#### Entries

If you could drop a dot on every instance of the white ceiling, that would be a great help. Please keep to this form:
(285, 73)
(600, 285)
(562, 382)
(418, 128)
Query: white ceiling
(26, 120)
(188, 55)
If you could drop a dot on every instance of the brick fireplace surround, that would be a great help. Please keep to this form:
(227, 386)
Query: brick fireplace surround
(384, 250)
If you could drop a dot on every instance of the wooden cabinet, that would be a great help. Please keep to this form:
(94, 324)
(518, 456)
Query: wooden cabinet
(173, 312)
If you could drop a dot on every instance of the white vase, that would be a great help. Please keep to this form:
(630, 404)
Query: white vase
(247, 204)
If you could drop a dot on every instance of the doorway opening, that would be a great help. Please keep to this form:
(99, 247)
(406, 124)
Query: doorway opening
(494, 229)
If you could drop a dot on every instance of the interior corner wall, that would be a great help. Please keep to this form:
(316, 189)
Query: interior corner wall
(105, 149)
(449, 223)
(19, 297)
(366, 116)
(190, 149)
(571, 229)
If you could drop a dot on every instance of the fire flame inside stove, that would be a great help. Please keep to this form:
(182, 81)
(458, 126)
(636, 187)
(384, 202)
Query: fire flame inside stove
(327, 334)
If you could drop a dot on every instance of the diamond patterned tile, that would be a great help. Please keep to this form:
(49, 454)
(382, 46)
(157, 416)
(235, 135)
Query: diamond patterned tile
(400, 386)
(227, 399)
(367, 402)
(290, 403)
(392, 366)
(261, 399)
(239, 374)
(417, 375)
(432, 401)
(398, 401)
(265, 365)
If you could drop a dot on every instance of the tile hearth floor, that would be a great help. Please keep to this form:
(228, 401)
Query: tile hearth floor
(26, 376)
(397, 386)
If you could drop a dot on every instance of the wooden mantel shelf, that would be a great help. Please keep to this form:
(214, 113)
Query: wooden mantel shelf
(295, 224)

########

Reproduce only the lines from the line containing "of the diamond" to the last line of the material above, both of those lines included.

If you could drop a dot on every instance of the diamond patterned tile, that would be a great help. Please keep to this form:
(49, 454)
(382, 46)
(157, 416)
(235, 135)
Query: diamond patterned tile
(400, 386)
(227, 399)
(367, 402)
(290, 403)
(392, 366)
(261, 399)
(239, 374)
(417, 375)
(432, 401)
(398, 401)
(265, 365)
If you could drop a dot on every instance of the tile hearth floor, that would be a great help. Please keep to this form:
(228, 401)
Query: tile hearth floor
(26, 376)
(397, 386)
If you could drop a dot on every instance of the wooden mantel shelf, that would be a great help. Please keep to this form:
(214, 113)
Query: wooden mantel shelf
(295, 224)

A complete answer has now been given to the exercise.